- _WRITTEN INSTRUCTION_:
Write out the complete material exactly as it stands.

[START]

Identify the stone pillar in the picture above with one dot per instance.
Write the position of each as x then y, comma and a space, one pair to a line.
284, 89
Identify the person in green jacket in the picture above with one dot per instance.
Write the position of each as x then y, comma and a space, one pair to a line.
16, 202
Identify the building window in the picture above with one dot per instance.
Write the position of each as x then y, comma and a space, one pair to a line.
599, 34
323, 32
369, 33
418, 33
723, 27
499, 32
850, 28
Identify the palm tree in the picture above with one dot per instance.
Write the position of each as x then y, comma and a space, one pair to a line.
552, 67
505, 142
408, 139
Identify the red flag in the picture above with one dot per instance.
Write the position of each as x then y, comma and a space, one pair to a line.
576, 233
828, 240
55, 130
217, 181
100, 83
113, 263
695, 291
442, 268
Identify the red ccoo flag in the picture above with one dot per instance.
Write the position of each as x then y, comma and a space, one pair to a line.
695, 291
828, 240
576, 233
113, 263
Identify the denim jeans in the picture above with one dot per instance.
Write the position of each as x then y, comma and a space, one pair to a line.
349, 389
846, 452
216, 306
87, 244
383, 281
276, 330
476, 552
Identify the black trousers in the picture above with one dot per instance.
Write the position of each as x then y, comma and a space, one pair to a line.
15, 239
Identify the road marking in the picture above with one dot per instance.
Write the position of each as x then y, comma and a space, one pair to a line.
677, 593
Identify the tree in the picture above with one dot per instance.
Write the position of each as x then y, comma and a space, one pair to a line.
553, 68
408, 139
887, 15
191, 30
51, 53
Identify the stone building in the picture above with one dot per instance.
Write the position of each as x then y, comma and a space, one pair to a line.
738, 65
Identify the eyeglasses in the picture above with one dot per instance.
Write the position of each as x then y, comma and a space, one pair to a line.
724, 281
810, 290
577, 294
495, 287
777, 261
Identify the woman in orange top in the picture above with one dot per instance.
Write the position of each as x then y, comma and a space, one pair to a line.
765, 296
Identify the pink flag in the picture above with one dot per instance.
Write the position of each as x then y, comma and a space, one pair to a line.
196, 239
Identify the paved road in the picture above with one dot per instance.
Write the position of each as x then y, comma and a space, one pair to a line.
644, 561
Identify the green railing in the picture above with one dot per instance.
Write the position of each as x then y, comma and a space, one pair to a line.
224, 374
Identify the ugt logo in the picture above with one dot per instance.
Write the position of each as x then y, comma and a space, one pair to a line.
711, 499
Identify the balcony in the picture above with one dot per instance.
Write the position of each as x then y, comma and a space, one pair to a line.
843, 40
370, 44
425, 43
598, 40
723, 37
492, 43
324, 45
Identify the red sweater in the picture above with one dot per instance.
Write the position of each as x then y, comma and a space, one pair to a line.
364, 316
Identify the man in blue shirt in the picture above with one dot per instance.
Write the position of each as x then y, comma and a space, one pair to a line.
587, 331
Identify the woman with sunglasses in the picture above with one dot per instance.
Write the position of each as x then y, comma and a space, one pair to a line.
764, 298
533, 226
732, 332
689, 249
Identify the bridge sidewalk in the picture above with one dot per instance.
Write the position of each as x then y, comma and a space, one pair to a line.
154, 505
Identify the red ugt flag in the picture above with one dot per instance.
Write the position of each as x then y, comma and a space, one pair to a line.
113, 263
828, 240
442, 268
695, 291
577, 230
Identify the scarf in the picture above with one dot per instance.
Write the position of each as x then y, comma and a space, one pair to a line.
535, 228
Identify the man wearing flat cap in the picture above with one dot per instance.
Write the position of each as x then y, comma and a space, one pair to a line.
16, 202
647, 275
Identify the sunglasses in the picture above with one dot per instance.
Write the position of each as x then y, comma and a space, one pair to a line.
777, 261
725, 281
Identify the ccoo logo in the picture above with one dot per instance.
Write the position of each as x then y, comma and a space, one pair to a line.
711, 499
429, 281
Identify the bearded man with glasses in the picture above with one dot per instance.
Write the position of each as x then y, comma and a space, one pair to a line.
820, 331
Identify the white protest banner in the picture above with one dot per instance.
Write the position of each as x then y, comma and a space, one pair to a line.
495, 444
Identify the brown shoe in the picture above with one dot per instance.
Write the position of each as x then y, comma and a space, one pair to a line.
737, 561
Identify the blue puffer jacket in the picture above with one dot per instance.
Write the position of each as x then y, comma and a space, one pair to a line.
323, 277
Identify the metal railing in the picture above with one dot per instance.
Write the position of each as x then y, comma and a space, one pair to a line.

[END]

- _EXERCISE ANSWER_:
Identify the stone pillar in the picture above with one dot per instance.
Write the position of each as x then y, comma and a space, one pair to a line.
284, 89
Identify the person in green jacket in the picture above with one dot per instance.
Write the position of each as x then y, comma and a space, one pair to a line.
16, 202
Identify the building window in the picture above with one dot per instance.
Write the position of each as x then y, comma and a space, one pair to a line.
599, 34
323, 32
369, 33
418, 33
723, 27
499, 32
850, 28
Identify the palm tree in the picture above with one dot per instance.
Write the position of each as x then y, comma and a space, one pair to a line.
552, 67
505, 142
408, 139
Identify the red flag in the picture above with one dot per instance.
Write the position of each as x then y, comma and a space, one pair to a line.
576, 233
828, 240
55, 130
217, 181
100, 83
113, 263
695, 291
442, 268
Identify the red ccoo flag in the picture above with one dot per instance.
Write the position of each as x then y, comma and a space, one pair to a line.
695, 291
828, 240
576, 233
113, 263
Identify the denim jeans in the picture above with one dot per instance.
Write the position of each as x then y, comma and a space, one pair to a line.
349, 389
846, 452
216, 306
87, 244
383, 281
276, 330
476, 552
Identify the black trousers in the picture above with one dot per instance.
Write the position of each as x then y, comma and a space, one pair to a line.
15, 239
Identify the road marking in the picture above with one dot per instance.
Write the position of each as x then y, comma and a space, one pair to a line.
677, 593
Identify the tree in the picture above with one dot per instance.
Write the position of each as x then y, comma and a space, one pair to a line.
553, 68
408, 139
887, 15
191, 30
51, 53
Identify the stone building in the picture above with one dot per instance.
Write the position of each as x then y, comma and a space, one pair to a line.
738, 65
Identify the eyeglasses in the picture above with one dot per instance.
Write the position of each as x then y, comma and a space, one pair to a line.
724, 281
810, 290
577, 294
495, 287
777, 261
Identify the woman in orange top in the picture above with one dot per instance.
Write the position of each as x then y, comma and a space, one pair to a line.
765, 296
Identify the pink flag in the picture above with one dot per instance.
Write the position of each as x then y, comma and a space, one pair to a line.
196, 239
Identify the paved road in the picture above with one dot per instance.
Write the position of each as x then y, comma and a space, one pair to a line.
644, 561
Identify the green railing in the picture above with one dot per instance.
Write the position of each as x then y, comma and a space, one pair to a line.
224, 374
Identify the ugt logo in the picture above with one dot per instance.
Write the position of each as x then y, comma and a space, one pair to a line.
711, 499
Identify the balcony in the picture above with one dot per instance.
Write the position of each as x then y, comma and a space, one pair to a line.
843, 40
370, 44
425, 43
598, 40
723, 37
492, 43
324, 45
Identify the red sweater in the picture above with one dot per instance.
Write the position of each as x then y, comma and a space, one pair to a line.
364, 316
Identify the man in blue shirt in the picture above with one dot per instance.
Write the position of each as x then y, comma and a space, one pair to a line.
587, 331
Identify the woman with sunglasses in the picture above with one dot per instance.
Write the position of each as x then y, comma and a space, one pair to a line.
764, 298
533, 226
732, 332
689, 249
Identify the bridge sidewalk in the picture above with one dot per instance.
Write the position of each as x then y, comma and a space, one pair to a line.
154, 505
Identify the red ugt flag in the picture above with one dot per instance.
Write the position of each as x then y, comma and a space, one pair to a line.
113, 263
828, 240
442, 268
695, 291
577, 230
Identify the scarf in the picture above with one dot per instance.
Write the position of each as x then y, comma and a space, one pair to a line.
535, 228
Identify the man wearing flat cap in the picture above with one dot per instance.
Write the position of each as x then y, comma and a space, one pair to a line.
16, 202
647, 275
Identify the sunglasses in the picture above with one dot per instance.
Write the position of each as x then y, comma and a space, one pair to a line.
777, 261
725, 281
Identify the ccoo logo in the picture above with one dot per instance.
Write the position of each as x then y, comma and a space, one pair to a line.
711, 499
429, 281
Identify the bearded man with glasses in the picture above with one dot per instance.
Write the position of each as x then y, comma and a space, one pair to a line.
820, 331
Identify the white protest banner in the picture above with one dot per instance.
Write the position of each as x then y, comma and a space, one pair to a line.
495, 444
Identify the brown shoe in the picture above with one dot per instance.
Write the position of each as x then y, comma and a space, one pair to a line.
737, 561
Identify the blue puffer jacket in the picture above with one dot per instance.
Write the position of each as x then y, comma and a space, one pair to a line.
323, 277
Identify the metal railing in the picture above with one dot per instance.
Write the position of each as x then y, comma and a space, one pair to a line.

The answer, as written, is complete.